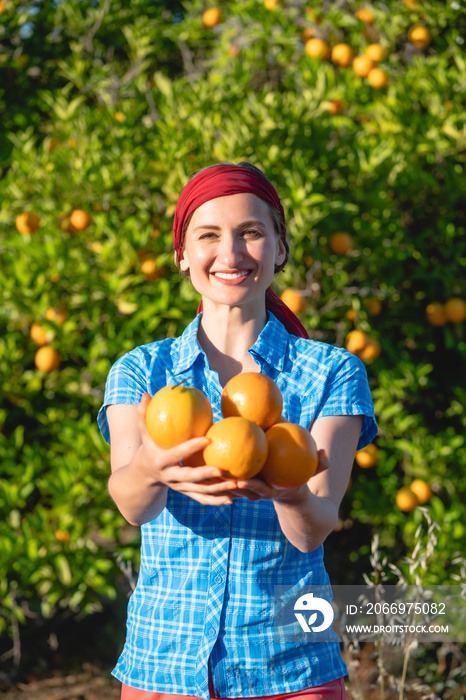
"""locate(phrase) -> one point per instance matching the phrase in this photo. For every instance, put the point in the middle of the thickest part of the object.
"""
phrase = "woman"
(201, 620)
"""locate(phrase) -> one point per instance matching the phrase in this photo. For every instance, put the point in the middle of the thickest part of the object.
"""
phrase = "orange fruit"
(342, 55)
(377, 78)
(362, 66)
(238, 447)
(455, 309)
(422, 490)
(356, 341)
(406, 499)
(294, 299)
(420, 36)
(335, 106)
(364, 15)
(178, 413)
(40, 335)
(253, 396)
(47, 359)
(317, 48)
(211, 17)
(370, 351)
(79, 220)
(28, 222)
(341, 243)
(292, 456)
(367, 456)
(375, 52)
(436, 315)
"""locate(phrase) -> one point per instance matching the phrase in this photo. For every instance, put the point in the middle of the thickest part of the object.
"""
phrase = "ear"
(184, 265)
(281, 252)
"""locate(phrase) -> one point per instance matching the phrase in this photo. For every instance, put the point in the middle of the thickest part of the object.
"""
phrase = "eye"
(252, 233)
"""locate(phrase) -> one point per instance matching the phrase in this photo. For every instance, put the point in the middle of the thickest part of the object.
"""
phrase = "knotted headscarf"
(222, 181)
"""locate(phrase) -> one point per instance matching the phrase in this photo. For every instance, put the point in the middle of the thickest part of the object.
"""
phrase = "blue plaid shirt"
(207, 575)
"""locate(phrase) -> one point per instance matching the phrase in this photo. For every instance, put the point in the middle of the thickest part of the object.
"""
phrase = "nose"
(230, 250)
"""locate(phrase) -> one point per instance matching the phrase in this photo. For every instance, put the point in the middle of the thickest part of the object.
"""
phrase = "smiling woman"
(201, 619)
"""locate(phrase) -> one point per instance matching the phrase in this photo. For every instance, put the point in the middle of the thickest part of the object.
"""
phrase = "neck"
(226, 334)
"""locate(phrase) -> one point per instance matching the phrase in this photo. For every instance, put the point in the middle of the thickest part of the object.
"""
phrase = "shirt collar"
(271, 345)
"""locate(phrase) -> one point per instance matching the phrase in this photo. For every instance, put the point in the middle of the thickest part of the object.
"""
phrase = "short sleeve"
(126, 383)
(347, 393)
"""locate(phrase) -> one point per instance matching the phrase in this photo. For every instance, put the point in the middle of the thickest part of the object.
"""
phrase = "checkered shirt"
(206, 582)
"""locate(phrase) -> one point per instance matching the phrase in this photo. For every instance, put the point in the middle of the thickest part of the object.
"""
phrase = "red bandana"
(222, 181)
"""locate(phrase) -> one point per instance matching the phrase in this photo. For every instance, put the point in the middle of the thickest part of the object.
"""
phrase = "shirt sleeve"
(126, 383)
(347, 393)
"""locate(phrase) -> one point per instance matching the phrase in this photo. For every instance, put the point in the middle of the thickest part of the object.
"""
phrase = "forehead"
(232, 209)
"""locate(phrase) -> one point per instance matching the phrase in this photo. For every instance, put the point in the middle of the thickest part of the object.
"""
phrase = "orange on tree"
(253, 396)
(294, 299)
(211, 17)
(317, 48)
(341, 243)
(40, 335)
(367, 456)
(178, 413)
(307, 34)
(455, 309)
(27, 222)
(370, 351)
(342, 55)
(422, 490)
(79, 220)
(436, 315)
(362, 66)
(292, 456)
(377, 78)
(364, 15)
(238, 447)
(420, 36)
(406, 499)
(47, 358)
(356, 341)
(375, 52)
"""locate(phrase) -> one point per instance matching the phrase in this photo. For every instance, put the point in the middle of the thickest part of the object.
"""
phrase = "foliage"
(109, 107)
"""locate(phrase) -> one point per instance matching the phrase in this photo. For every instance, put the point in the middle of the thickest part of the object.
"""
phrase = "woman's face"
(231, 249)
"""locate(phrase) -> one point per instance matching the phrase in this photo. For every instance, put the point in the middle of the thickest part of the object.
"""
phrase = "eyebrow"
(244, 224)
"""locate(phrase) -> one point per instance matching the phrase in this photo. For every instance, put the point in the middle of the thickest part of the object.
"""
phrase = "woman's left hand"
(256, 488)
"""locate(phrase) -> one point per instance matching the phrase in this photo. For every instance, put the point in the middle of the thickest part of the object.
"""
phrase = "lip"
(234, 280)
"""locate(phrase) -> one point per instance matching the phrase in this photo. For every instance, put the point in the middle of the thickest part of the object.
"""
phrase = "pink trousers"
(333, 690)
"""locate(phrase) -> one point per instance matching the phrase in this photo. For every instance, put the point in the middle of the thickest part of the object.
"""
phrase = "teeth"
(231, 275)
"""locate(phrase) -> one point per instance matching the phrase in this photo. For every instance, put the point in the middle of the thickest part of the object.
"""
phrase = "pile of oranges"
(252, 439)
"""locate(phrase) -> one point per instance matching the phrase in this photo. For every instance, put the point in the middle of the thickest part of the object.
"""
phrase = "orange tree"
(107, 109)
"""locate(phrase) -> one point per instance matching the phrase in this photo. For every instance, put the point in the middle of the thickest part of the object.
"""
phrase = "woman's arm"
(142, 471)
(309, 513)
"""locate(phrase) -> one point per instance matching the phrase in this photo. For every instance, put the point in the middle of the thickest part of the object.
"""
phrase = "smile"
(232, 275)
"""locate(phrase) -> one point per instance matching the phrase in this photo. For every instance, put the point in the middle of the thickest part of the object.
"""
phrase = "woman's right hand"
(204, 484)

########################################

Copy out the listing exactly as it stands, but not the pictures.

"""locate(phrase) -> one point per instance matching the phrase in this photo. For every instance, put the point in the middle of the thickest part of the object.
"""
phrase = "woman"
(201, 620)
"""locate(phrase) -> one point per instance matching the phrase in this photo. For every instance, put the point in the middle of the thickest part of the object.
"""
phrase = "orange fruit"
(342, 55)
(377, 78)
(362, 66)
(238, 447)
(455, 309)
(422, 490)
(356, 341)
(406, 499)
(294, 299)
(420, 36)
(335, 106)
(364, 15)
(178, 413)
(40, 335)
(253, 396)
(47, 359)
(317, 48)
(211, 17)
(370, 351)
(79, 220)
(28, 222)
(341, 243)
(292, 456)
(367, 456)
(375, 52)
(436, 315)
"""locate(phrase) -> one point per instance matching the phrase in this photo. For every instance, put the point in the middle of the thickest part of the object.
"""
phrase = "ear"
(184, 265)
(281, 252)
"""locate(phrase) -> one point per instance matching the phrase in this photo. For every instance, put the point in the middle of the thickest part of the object.
"""
phrase = "eye"
(252, 233)
"""locate(phrase) -> one point per instance matching the phrase in this photo. For every instance, put the point in the middle of the thickest part of the object.
"""
phrase = "knotted headscarf"
(222, 181)
"""locate(phrase) -> one point per instance matching the phrase in this photo. For every instance, put the point in the middle of the thickest part of the object.
"""
phrase = "blue plaid shirt"
(207, 575)
"""locate(phrase) -> one point per instance matching the phrase in this photo. For every instance, put the point in the middle of the thickest part of the object.
"""
phrase = "nose"
(230, 250)
"""locate(phrase) -> one point per instance matching the phrase in this photo. For every instance, put the point in the middle of the thickest part of the object.
"""
phrase = "smiling woman"
(201, 619)
"""locate(phrase) -> one point per instance matching the phrase in this photo. For every instance, put the point in the middle of the thickest part of the object.
"""
phrase = "neck"
(226, 334)
"""locate(phrase) -> one point per instance matching the phrase in this photo. For every instance, put the point in the middle of the thickest part of the object.
"""
phrase = "shirt collar"
(271, 345)
"""locate(phrase) -> one point per instance matching the phrase in this photo. For every instance, put the point in the middle of the thickest part of the object.
"""
phrase = "short sleeve"
(126, 383)
(347, 393)
"""locate(phrase) -> one point per instance matching the phrase in this photo. For every instance, put the point in the middle of the thickest part of the object.
"""
phrase = "checkered shirt"
(206, 582)
"""locate(phrase) -> one point per instance matching the phrase in this photo. For every instance, put the point in the middle of the thickest part of the object.
"""
phrase = "red bandana"
(222, 181)
"""locate(phrase) -> one point per instance matching the phrase in this photo. For every instance, put the point in the middle of the thickest part of the object.
"""
phrase = "shirt sleeve"
(126, 383)
(347, 393)
"""locate(phrase) -> one point per instance matching the phrase in this photo. For every instance, put the point in the middle of the thickest part of the object.
"""
phrase = "forehead"
(232, 209)
"""locate(phrase) -> one point per instance matching the phrase in this photo. For every instance, put the point in the middle of the thickest part of the object.
"""
phrase = "orange on tree"
(253, 396)
(294, 299)
(211, 17)
(317, 48)
(341, 243)
(40, 335)
(367, 456)
(178, 413)
(307, 34)
(455, 309)
(27, 222)
(370, 351)
(342, 55)
(422, 490)
(79, 220)
(436, 315)
(362, 66)
(292, 456)
(377, 78)
(364, 15)
(238, 447)
(420, 36)
(406, 499)
(47, 358)
(356, 341)
(375, 52)
"""locate(phrase) -> one point per instance matching the phrase in this photo. For every instance, put the point in the middle of the thickest part of the object.
"""
phrase = "foliage"
(109, 107)
"""locate(phrase) -> one point per instance matching the phrase in this photo. For every instance, put the point in the middle of the thickest part of the object.
"""
phrase = "woman's face"
(231, 249)
"""locate(phrase) -> one point per instance matching the phrase in this photo. For every instance, put the point in the middle of the thickest part of the object.
"""
phrase = "eyebrow"
(244, 224)
"""locate(phrase) -> one point per instance matching the phrase in this photo. For every instance, put the point in the middle of the thickest part of the object.
"""
phrase = "woman's left hand"
(256, 488)
"""locate(phrase) -> one point per instance matching the phrase in this photo. For every instance, put the point in the middle of the thickest part of the object.
"""
phrase = "lip"
(234, 280)
"""locate(phrase) -> one point per instance matching the phrase in this photo. For every instance, put the point in the middle of the thickest part of the object.
"""
phrase = "pink trousers"
(333, 690)
"""locate(phrase) -> one point per instance matching the phrase in this photo. For every instance, put the point in the middle of the thickest part of the object.
"""
phrase = "teeth"
(231, 275)
"""locate(phrase) -> one point per instance matching the phrase in this photo. For every instance, put the point in the middle of the thickest part of the object.
"""
phrase = "pile of oranges"
(252, 439)
"""locate(phrase) -> one point per instance matching the phrase in this photo. For every instance, put the point in the middle of the thickest part of the object.
"""
phrase = "orange tree"
(107, 109)
"""locate(phrase) -> one point per instance matching the phrase in this photo. For every instance, put the point in the middle of the thickest part of the object.
"""
phrase = "woman's arm"
(142, 471)
(309, 513)
"""locate(phrase) -> one point per instance matching the phrase in this photo. For every instance, put the point in the middle of the thickest part of the object.
"""
phrase = "smile"
(232, 275)
"""locate(phrase) -> one point per instance matching the phrase in this photo. For every instance, put the point in the middle of the thickest part of the object.
"""
phrase = "woman's right hand"
(204, 484)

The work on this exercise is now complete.